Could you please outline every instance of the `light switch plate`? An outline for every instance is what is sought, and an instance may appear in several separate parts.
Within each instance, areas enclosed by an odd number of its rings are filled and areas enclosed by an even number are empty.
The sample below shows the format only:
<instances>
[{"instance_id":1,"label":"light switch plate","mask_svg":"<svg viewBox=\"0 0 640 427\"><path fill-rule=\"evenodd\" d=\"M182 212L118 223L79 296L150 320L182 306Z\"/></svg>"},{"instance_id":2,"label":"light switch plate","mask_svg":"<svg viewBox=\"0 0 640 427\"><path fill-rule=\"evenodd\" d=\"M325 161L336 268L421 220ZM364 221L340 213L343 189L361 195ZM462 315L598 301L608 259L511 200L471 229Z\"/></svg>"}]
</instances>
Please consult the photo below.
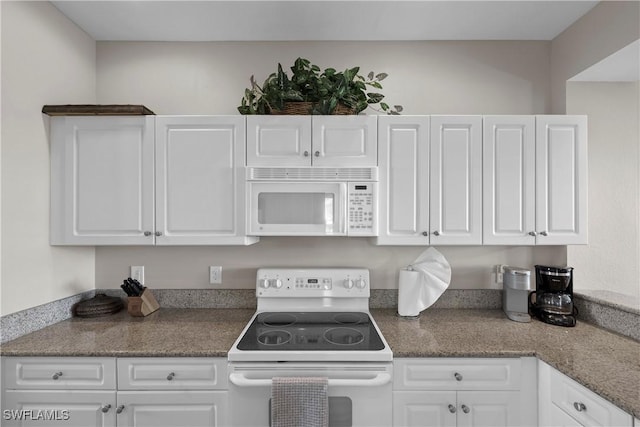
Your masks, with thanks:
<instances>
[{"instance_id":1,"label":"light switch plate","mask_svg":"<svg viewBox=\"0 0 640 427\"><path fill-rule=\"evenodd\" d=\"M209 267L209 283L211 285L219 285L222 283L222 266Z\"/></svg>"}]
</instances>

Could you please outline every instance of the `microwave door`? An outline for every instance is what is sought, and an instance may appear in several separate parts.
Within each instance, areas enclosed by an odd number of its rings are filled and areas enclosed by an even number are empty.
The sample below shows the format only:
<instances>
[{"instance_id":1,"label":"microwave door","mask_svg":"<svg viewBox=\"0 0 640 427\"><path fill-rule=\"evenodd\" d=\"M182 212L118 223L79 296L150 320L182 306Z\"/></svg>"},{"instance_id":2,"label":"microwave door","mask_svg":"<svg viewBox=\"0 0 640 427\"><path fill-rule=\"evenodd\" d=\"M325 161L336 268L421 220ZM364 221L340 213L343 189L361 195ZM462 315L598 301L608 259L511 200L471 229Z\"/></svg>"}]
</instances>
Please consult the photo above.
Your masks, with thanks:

------------

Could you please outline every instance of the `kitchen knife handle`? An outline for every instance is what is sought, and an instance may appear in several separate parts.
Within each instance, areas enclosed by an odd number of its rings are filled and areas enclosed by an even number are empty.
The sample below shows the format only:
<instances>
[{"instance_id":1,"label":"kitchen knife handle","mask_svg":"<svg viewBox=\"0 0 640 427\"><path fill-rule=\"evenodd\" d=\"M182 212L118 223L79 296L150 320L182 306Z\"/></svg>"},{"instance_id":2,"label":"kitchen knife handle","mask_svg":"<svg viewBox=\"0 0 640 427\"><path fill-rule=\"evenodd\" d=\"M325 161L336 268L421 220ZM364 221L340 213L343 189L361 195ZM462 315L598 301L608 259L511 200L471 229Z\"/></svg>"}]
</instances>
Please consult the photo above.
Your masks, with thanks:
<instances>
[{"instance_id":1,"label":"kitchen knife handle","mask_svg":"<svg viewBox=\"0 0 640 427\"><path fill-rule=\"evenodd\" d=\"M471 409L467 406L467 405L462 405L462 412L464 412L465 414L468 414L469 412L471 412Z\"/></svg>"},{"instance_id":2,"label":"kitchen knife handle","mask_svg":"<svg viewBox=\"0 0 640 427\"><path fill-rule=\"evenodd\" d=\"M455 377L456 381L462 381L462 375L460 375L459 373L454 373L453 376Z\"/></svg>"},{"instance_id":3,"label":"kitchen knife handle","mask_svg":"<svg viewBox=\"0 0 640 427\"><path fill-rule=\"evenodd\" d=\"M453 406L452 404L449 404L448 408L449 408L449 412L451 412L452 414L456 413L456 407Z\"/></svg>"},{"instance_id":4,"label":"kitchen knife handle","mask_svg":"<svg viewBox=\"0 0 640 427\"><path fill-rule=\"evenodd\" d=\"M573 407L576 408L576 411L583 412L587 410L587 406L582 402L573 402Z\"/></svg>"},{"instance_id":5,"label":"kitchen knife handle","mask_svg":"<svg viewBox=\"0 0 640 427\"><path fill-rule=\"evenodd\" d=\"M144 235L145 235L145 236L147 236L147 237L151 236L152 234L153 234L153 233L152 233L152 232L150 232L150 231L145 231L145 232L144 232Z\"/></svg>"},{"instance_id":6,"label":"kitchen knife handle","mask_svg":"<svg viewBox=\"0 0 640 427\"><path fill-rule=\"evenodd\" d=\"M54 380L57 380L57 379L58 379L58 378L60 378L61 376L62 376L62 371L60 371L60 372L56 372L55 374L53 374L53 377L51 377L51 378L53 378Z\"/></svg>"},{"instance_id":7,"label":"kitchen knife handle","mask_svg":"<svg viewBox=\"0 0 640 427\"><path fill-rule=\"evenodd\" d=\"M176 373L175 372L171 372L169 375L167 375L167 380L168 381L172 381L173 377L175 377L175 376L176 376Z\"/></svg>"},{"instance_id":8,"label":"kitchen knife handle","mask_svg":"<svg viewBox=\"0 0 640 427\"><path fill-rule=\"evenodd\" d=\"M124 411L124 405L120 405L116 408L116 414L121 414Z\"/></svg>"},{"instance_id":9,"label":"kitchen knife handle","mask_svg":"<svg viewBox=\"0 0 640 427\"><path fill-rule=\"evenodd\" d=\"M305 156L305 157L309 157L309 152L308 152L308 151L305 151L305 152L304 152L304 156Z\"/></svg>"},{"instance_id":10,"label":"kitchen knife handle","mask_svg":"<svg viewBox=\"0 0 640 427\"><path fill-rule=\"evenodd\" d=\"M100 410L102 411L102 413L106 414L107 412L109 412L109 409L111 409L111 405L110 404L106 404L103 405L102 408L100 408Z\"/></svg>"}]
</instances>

------------

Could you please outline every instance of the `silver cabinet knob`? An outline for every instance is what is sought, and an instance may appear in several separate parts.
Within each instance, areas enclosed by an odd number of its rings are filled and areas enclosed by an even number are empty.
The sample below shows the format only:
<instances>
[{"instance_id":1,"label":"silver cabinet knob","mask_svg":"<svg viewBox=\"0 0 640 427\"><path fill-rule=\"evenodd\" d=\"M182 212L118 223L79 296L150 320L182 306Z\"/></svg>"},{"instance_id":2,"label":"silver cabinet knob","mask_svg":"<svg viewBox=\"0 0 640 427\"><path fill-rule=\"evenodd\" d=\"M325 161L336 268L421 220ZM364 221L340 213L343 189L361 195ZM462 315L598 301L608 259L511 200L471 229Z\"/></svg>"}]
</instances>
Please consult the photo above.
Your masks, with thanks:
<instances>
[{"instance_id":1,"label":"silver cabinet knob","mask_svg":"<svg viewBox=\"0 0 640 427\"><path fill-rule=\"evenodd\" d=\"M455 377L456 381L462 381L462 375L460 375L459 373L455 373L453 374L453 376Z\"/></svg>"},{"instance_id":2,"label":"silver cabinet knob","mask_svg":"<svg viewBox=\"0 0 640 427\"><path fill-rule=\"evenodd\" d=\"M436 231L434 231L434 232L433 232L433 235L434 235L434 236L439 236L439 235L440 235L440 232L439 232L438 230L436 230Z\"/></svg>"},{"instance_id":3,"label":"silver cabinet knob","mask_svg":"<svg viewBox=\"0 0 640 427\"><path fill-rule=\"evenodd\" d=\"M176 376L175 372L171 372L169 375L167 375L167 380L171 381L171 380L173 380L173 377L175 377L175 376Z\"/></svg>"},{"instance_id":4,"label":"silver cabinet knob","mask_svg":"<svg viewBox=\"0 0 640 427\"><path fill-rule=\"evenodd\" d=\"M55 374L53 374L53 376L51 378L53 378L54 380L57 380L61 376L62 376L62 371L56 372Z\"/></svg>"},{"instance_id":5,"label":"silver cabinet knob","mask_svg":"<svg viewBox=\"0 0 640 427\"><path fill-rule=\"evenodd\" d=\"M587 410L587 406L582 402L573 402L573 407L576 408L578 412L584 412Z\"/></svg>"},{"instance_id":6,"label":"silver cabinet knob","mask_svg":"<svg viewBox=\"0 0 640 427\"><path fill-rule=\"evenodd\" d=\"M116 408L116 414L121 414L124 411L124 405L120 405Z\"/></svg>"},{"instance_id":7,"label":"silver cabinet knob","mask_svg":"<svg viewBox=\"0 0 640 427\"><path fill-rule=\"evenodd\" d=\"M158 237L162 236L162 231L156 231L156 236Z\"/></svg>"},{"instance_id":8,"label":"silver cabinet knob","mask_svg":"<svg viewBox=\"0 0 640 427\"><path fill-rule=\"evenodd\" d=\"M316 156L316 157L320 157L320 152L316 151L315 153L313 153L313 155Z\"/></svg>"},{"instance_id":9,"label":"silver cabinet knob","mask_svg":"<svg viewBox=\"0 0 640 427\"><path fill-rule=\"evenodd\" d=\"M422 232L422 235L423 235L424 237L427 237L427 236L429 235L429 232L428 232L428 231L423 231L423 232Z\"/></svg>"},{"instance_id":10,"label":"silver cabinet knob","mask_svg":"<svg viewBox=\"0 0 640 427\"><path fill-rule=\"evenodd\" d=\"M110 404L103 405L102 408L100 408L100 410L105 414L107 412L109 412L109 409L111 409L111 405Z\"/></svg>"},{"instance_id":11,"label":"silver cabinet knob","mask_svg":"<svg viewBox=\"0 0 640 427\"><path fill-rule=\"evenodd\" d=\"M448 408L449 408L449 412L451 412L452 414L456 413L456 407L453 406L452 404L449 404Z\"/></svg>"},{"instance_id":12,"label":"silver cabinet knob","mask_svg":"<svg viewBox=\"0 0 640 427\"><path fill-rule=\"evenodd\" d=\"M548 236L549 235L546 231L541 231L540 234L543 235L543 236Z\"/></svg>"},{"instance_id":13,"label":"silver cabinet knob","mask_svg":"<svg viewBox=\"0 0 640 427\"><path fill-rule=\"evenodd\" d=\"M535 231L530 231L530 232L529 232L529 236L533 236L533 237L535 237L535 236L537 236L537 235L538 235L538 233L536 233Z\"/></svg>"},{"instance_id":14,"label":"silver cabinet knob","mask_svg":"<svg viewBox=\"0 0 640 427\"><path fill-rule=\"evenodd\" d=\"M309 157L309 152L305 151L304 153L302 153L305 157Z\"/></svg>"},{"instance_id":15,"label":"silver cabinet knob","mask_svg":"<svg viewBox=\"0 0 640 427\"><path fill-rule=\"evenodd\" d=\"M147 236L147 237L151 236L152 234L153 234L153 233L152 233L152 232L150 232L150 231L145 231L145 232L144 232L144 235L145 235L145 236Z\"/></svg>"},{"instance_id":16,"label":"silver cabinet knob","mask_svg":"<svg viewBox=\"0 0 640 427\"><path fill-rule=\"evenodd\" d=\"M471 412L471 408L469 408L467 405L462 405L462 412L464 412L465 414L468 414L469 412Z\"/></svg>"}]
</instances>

------------

EXERCISE –
Report each line of the listing above that uses the word "every".

OUTPUT OF THE TASK –
Could you please outline every instance of the `light switch plate`? An outline for every instance is what is sought, and an instance may appear in several separate parts.
Could you please outline every instance of the `microwave door`? An outline for every instance is what is sought, and an instance may appear in several separate parts.
Could you please outline every instance of the `kitchen knife handle`? An outline for every instance is what is sought, and an instance may appear in several separate parts.
Could you please outline every instance of the `silver cabinet knob`? An outline for every instance is what is sought, and an instance may appear in several separate parts.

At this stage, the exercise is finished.